> _Source_
The consistent macroeconomic backdrop that existed since the end of 2009 until the end of 2021 is fading. The Fed is offside on its mandate to maintain price stability and is taking swift and aggressive action to bring inflation down. It is now expected the Fed will increase short-term interest rates by another 1.5 to 2.0 percentage points this year. Over the next several months, we expect growth to slow.

Europe’s economic exposure to Russia is relatively low in terms of GDP, market capitalization and company revenues. However, Russia accounts for 40% of Europe’s natural-gas imports and 24% of its crude-oil imports. To help counter the impact of energy-price inflation and rising interest rates, the EU is ramping up fiscal support, and we are likely to see increased investments in defense and energy independence.

> _Jobs_
1 - Answer these questions using the economic outlook above:
(a) By how much is the Fed expected to raise short-term interest rates this year?
(b) What share of Europe's natural-gas imports does Russia account for?
(c) What is the EU increasing to counter energy-price inflation and rising interest rates?
2 - Write the next paragraph of the economic outlook above, picking up after its final sentence.
The data after this point comes from a different source than the economic outlook above.

> _Dataset_

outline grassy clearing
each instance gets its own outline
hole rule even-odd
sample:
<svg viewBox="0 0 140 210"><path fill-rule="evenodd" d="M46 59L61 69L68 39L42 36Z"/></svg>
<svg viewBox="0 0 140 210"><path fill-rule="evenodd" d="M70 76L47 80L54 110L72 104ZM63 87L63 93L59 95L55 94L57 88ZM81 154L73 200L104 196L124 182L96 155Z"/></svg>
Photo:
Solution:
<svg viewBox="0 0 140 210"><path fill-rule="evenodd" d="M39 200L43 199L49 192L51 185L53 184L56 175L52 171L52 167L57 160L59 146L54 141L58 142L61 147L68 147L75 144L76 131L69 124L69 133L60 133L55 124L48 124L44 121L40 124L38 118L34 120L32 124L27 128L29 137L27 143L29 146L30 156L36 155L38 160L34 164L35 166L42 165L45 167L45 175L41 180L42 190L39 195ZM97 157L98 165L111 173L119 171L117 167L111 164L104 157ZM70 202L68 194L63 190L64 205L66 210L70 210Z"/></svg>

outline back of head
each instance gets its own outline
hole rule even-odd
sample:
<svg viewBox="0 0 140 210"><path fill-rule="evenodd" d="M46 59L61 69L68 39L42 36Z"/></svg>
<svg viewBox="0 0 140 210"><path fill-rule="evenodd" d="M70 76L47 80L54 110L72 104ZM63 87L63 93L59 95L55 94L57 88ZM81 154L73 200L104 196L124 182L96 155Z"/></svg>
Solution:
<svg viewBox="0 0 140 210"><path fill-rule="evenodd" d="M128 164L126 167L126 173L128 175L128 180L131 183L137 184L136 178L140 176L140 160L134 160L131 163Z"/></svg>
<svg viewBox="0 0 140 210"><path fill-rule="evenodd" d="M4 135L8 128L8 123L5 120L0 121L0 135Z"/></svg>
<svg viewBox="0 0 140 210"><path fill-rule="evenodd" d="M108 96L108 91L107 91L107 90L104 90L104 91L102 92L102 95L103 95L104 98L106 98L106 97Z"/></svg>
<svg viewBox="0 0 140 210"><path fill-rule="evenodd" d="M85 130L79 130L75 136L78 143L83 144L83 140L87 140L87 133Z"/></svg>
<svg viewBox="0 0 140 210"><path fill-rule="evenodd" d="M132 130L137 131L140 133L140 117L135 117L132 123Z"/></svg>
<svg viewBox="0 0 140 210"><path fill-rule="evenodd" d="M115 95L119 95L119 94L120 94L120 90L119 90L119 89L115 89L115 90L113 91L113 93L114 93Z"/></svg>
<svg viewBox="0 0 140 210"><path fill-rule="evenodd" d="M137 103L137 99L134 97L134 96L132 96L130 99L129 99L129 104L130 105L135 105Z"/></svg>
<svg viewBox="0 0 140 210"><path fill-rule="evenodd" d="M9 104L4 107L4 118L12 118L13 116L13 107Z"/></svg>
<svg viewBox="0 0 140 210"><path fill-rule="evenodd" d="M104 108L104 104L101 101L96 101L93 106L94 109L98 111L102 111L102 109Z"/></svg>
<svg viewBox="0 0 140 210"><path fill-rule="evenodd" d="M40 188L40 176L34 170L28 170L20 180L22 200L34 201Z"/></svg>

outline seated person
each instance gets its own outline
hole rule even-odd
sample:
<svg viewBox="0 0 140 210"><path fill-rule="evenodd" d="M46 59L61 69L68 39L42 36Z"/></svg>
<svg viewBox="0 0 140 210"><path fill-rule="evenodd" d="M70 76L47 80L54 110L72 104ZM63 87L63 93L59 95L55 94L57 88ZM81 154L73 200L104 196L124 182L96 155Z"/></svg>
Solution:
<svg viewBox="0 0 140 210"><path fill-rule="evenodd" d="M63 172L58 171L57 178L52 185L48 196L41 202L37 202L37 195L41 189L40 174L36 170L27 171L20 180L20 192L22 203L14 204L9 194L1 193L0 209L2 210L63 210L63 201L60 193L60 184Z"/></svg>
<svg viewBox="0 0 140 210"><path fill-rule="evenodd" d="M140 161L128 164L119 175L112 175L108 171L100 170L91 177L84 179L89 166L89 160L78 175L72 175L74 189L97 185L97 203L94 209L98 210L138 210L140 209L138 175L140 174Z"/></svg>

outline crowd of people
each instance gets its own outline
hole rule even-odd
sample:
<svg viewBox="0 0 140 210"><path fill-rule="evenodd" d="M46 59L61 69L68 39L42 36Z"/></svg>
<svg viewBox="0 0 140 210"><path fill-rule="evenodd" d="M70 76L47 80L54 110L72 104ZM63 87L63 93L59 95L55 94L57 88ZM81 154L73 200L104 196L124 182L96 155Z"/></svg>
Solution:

> _Task responses_
1 -
(a) By another 1.5 to 2.0 percentage points.
(b) 40%.
(c) Fiscal support.

2 -
Asian equities pulled back over the three-month period ended May 31, 2022, with a significant divergence in performance among markets. We believe that Chinese growth will keep decelerating until the fourth quarter of this year. Across Asia, an export downturn is likely starting, as the impact of the Russia-Ukraine war has weakened global demand. Inflation is likely to rise further in the region.

Excluding Russia, China was the weakest-performing emerging market. Emerging markets excluding China performed better as commodity-exporting countries posted positive results. One very important area to consider is inflation, and food inflation in particular. After a decade of almost no inflation, the next 10 years may be characterized by a higher level of inflation.

Executive summary

Economic headwinds continue to mount, inflation remains problematically high and financial conditions are tightening. Asset prices have experienced a sharp decline in the face of rapidly rising interest rates, slowing growth and greater uncertainty in the macro outlook than usual.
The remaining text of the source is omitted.